# GIVEN INSTRUCTION
Everything from the line with "mandible in the photo above." to the end of the data should be restated word for word, and nothing before it.

■ ■ ■ ■

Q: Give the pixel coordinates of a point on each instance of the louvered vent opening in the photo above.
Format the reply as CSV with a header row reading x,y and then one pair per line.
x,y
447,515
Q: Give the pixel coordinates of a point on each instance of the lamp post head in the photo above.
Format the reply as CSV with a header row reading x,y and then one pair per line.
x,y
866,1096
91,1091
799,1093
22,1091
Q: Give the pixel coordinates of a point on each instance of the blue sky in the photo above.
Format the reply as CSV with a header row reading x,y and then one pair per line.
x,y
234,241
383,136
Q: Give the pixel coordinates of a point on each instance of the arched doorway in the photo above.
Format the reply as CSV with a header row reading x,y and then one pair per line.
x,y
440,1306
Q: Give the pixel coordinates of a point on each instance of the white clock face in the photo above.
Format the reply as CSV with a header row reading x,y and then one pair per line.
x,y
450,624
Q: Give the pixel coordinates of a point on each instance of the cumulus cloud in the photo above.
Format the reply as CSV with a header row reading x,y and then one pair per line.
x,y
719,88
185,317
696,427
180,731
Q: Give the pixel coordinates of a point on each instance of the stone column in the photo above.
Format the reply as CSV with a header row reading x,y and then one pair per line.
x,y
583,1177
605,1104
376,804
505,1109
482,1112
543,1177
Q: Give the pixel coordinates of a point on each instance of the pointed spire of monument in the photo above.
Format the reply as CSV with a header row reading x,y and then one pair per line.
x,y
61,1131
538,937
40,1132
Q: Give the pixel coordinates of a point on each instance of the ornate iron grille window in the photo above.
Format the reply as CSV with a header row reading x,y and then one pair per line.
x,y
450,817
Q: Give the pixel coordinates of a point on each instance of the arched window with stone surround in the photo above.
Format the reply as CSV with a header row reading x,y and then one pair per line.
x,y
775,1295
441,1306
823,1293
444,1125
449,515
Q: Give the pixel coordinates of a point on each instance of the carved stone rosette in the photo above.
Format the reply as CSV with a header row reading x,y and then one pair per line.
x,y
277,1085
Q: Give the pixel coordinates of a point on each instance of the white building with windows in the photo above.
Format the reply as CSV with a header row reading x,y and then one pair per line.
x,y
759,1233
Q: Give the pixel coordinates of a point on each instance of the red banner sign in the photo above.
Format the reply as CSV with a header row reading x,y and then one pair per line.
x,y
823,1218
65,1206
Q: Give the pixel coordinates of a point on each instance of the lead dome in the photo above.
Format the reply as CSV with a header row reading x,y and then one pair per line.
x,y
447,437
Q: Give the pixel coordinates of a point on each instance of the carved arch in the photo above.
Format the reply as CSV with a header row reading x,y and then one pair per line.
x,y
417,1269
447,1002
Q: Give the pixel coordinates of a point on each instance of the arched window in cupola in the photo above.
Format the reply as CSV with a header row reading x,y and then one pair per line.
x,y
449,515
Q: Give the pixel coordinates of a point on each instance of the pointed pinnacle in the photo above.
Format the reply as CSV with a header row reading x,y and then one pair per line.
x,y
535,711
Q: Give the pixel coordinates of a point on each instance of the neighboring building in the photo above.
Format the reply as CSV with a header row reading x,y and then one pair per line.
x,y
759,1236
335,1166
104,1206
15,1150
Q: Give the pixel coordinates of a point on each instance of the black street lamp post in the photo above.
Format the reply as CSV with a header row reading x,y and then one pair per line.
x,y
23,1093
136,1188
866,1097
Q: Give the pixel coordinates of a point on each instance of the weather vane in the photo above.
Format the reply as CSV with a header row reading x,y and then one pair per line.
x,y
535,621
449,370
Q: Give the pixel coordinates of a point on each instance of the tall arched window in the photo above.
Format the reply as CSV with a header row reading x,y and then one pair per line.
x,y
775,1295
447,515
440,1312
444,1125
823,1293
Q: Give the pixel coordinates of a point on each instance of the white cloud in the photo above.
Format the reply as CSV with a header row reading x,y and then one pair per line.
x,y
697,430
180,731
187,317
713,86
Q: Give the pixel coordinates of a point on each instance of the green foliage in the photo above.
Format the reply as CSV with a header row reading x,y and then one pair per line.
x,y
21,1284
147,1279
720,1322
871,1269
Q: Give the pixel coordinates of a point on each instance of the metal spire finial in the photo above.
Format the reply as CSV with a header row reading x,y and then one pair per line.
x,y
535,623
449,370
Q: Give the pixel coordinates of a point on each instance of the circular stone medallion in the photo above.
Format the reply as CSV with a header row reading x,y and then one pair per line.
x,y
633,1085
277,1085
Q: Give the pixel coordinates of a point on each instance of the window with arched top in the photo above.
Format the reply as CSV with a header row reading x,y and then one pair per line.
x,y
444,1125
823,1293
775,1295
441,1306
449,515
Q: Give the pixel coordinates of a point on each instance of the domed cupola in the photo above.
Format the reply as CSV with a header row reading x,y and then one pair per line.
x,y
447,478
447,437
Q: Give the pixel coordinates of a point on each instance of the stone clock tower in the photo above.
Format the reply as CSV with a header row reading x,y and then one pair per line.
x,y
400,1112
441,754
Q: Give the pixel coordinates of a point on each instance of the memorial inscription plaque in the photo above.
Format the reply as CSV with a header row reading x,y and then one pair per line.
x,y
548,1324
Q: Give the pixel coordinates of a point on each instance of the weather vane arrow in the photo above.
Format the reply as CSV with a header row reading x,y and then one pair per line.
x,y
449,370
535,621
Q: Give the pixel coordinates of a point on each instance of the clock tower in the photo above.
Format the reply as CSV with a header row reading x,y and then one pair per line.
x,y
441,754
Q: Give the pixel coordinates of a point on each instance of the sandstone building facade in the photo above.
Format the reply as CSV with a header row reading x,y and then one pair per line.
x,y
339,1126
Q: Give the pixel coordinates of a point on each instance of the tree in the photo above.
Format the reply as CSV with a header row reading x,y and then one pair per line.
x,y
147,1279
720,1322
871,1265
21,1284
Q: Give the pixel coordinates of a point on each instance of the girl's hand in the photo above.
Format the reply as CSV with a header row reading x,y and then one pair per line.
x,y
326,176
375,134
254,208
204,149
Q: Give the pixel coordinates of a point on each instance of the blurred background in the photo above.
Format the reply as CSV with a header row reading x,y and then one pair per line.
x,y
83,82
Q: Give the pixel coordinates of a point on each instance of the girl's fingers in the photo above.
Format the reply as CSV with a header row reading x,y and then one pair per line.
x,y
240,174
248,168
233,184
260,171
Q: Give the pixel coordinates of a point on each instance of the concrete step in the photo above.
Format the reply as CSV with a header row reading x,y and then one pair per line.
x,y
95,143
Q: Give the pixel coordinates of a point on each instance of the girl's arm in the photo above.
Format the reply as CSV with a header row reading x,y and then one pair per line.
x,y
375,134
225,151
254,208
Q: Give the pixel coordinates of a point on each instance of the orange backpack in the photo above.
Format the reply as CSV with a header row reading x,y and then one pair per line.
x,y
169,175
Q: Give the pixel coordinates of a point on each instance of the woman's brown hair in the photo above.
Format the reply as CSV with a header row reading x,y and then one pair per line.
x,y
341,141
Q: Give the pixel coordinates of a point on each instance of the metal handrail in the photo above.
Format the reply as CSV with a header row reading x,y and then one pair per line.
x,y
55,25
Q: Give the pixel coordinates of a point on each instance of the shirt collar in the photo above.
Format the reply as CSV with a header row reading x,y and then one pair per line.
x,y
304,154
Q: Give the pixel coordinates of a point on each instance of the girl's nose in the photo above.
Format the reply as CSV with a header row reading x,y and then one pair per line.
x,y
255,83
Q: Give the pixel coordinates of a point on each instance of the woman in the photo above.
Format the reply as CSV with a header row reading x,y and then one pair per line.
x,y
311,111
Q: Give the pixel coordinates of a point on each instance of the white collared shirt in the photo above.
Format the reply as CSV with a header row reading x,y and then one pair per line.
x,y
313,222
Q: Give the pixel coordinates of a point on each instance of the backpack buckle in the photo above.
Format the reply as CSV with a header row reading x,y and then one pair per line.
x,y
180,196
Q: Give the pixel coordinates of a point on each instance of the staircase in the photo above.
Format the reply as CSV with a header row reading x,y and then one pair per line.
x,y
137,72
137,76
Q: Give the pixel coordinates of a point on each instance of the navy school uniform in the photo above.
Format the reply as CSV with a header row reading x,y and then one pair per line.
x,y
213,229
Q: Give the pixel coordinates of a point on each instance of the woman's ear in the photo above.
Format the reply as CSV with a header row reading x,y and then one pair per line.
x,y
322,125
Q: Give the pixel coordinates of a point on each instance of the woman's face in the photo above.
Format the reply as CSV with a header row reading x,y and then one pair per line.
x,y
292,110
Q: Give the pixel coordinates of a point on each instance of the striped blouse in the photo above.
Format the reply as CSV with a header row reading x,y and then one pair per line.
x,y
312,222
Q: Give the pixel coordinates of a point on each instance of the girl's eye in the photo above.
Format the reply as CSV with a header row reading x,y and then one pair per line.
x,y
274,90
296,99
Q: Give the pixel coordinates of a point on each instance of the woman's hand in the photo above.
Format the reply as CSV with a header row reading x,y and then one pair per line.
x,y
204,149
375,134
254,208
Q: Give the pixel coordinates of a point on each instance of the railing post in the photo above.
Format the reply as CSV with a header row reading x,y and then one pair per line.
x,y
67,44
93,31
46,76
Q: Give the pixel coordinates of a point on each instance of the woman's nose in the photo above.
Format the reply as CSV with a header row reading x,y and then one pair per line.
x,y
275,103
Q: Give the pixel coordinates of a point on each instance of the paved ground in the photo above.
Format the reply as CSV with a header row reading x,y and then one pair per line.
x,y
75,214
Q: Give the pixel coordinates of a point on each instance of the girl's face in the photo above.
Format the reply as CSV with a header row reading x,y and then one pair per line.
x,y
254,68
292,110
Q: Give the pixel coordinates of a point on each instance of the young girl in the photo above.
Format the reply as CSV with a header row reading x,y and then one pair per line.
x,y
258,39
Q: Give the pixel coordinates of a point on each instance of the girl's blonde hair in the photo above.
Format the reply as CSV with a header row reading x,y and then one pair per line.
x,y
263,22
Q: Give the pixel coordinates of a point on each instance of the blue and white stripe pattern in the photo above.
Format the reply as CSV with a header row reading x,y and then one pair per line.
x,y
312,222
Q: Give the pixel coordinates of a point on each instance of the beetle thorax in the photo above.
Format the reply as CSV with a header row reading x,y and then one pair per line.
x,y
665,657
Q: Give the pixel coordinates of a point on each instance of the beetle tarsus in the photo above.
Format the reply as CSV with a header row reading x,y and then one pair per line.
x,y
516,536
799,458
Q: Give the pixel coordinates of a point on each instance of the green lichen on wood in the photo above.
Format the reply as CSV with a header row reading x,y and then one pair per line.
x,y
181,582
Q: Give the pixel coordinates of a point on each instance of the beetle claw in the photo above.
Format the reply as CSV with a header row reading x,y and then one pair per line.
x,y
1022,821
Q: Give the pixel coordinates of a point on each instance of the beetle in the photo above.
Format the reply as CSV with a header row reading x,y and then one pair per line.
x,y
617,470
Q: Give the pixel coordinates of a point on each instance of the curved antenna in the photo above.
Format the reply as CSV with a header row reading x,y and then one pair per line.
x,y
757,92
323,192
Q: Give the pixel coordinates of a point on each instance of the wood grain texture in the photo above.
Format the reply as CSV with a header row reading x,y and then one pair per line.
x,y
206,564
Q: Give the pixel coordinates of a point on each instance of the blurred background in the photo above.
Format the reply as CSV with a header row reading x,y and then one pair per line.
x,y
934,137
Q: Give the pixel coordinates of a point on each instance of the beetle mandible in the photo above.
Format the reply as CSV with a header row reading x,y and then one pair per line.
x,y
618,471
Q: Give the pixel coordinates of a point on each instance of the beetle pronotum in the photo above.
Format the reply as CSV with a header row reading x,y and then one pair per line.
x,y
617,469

■ ■ ■ ■

# SOLUTION TO THIS PROBLEM
Q: Give the pixel coordinates of a point on each instance of the beetle mandible in the photo above.
Format the reply as CSV with a header row reading x,y and then one pair per line.
x,y
618,471
Q: Give the pixel coordinates of a point on each instance of the beetle pronotum in the photo above.
Format the reply as CSV with a header row reading x,y and then one pair per line.
x,y
617,469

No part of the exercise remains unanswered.